* EXERCISE PROMPT: Quote all of the material below verbatim, keeping every line unchanged.

(Outline items for labeled areas)
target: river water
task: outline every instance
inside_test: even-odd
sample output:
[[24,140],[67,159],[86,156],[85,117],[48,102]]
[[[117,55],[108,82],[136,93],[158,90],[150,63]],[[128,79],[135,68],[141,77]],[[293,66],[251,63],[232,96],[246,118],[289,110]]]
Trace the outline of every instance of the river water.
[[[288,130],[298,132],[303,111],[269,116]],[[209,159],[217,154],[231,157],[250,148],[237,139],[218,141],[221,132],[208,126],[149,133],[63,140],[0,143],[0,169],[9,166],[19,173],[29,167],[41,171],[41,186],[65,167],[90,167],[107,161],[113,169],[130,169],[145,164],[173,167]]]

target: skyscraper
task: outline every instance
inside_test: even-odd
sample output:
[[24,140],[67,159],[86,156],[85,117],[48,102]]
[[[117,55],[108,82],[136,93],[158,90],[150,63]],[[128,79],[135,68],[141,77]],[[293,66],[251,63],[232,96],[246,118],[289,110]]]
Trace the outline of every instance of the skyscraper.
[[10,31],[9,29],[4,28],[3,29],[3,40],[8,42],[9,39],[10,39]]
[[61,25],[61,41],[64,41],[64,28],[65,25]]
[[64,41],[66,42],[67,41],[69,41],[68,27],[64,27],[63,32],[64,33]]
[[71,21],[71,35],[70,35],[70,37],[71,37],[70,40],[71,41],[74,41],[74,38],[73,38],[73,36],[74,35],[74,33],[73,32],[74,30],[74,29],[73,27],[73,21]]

* REPLY TO THE TASK:
target: river water
task: outline every instance
inside_test: even-odd
sample output:
[[24,140],[67,159],[86,156],[85,117],[48,102]]
[[[117,55],[108,82],[136,93],[158,90],[150,63]],[[128,79],[135,68],[141,77]],[[293,66],[251,63],[232,96],[246,118],[289,110]]]
Trace the outline of every instance of the river water.
[[[288,130],[298,132],[303,111],[269,116]],[[209,159],[217,154],[231,157],[250,148],[237,139],[218,141],[221,132],[208,126],[149,133],[63,140],[0,143],[0,169],[9,166],[19,173],[29,167],[41,171],[41,186],[65,167],[90,167],[107,161],[113,169],[130,169],[145,164],[173,167]]]

target: skyscraper
task: outline every instance
inside_test: even-odd
sample output:
[[24,140],[67,159],[86,156],[85,117],[48,102]]
[[[117,55],[108,82],[136,93],[158,90],[150,63]],[[128,79],[135,68],[141,77]],[[293,66],[251,63],[232,96],[246,118],[289,110]]]
Trace the outline of every instance of the skyscraper.
[[10,31],[9,29],[4,28],[3,29],[3,40],[8,42],[9,39],[10,39]]
[[61,25],[61,41],[64,41],[64,28],[65,25]]
[[64,41],[66,42],[67,41],[69,41],[68,27],[64,27],[63,32],[64,33]]
[[71,21],[71,35],[70,35],[70,37],[71,37],[70,40],[71,41],[74,41],[74,38],[73,38],[73,36],[74,35],[74,33],[73,32],[74,30],[74,29],[73,27],[73,21]]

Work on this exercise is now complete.